GOAL OF THE EXERCISE >> Find every line in the rows below that contains the word "book" and copy each of those lines.

DATA IN THIS EXERCISE >>
%%

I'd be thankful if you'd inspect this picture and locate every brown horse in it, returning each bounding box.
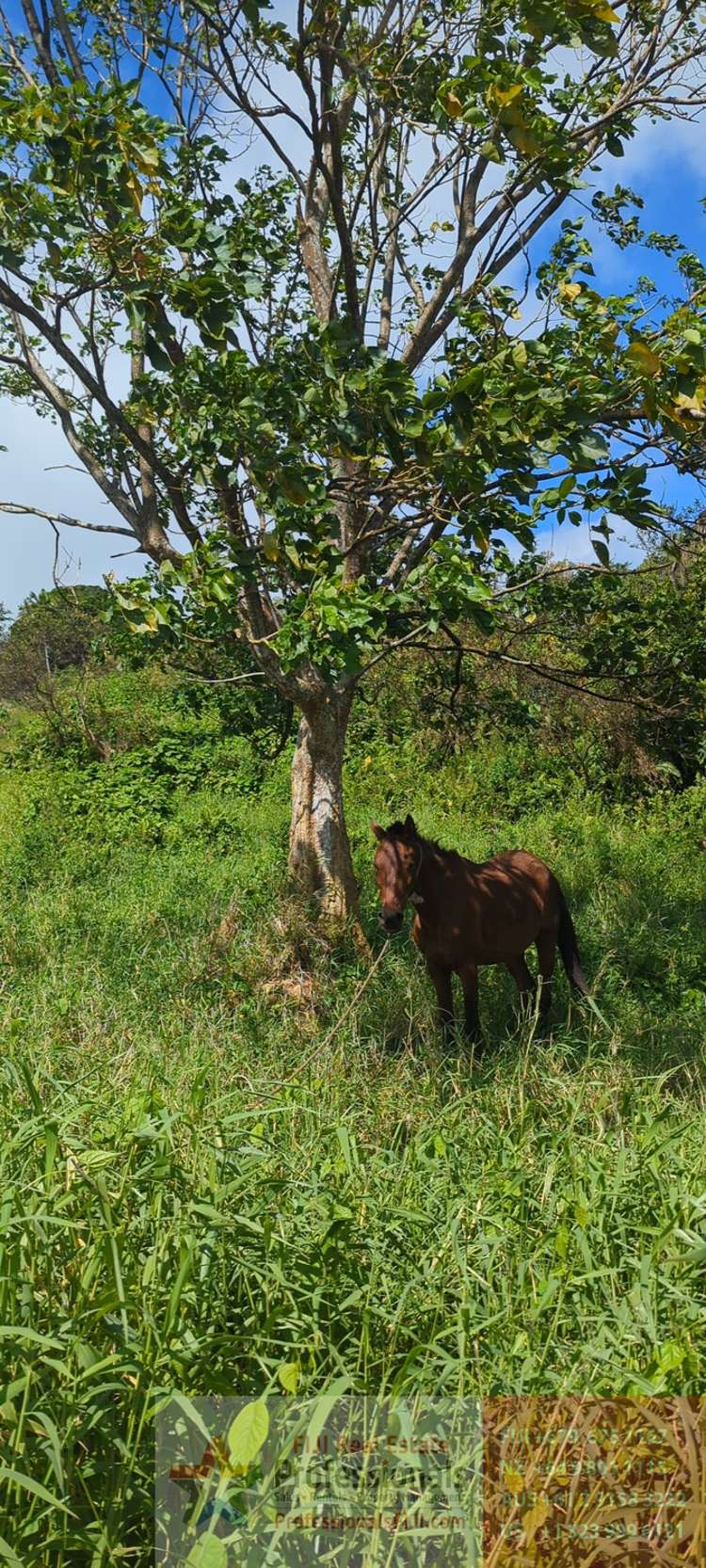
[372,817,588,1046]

%%
%%

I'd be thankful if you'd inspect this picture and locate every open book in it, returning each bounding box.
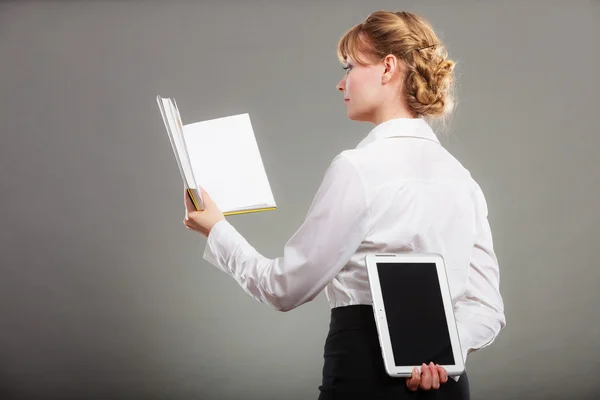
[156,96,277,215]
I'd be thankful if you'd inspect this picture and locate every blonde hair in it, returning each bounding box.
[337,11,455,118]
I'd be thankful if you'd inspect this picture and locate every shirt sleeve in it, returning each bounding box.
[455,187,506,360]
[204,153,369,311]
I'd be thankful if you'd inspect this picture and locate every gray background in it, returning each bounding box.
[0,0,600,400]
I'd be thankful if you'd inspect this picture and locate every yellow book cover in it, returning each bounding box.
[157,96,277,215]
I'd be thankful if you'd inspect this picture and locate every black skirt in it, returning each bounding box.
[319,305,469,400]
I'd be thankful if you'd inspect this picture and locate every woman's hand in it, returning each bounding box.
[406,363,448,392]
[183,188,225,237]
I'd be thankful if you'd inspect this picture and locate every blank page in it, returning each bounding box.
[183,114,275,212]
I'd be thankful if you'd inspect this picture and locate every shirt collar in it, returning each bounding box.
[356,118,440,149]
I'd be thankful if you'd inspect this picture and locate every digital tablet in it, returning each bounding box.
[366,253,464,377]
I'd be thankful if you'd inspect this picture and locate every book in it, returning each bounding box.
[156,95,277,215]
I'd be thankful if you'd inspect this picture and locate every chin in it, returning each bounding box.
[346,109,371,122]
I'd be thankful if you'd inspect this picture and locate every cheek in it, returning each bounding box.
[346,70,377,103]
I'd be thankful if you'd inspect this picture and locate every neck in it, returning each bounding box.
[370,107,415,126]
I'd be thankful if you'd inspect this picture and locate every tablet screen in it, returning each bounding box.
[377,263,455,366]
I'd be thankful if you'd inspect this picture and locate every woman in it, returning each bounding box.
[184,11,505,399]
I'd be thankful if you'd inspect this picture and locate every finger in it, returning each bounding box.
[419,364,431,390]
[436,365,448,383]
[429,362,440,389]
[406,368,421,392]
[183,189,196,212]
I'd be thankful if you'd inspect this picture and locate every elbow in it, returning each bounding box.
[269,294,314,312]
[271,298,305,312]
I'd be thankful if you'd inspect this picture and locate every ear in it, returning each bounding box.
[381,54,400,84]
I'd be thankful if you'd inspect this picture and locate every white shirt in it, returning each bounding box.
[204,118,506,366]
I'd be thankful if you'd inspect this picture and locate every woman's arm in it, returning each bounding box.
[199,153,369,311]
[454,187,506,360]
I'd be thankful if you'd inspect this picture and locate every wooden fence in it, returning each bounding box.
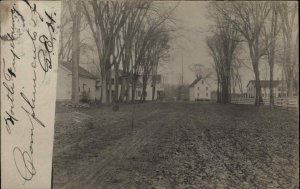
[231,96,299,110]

%%
%%

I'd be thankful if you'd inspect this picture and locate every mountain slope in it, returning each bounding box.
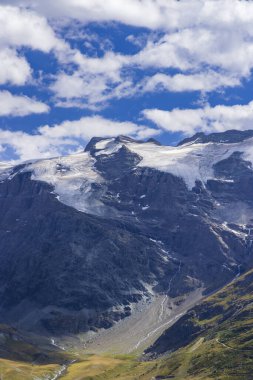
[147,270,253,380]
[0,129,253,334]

%%

RESULT FOR THIS TASK >>
I'd be thankful if you'd inspect this picture and locate every open book in it, returning each bounding box.
I'd be thankful if you'd inspect this picture and locate every yellow book cover in it, returning each bounding box.
I'd be thankful if you'd inspect this picture and locate every book in it, returning each bounding box.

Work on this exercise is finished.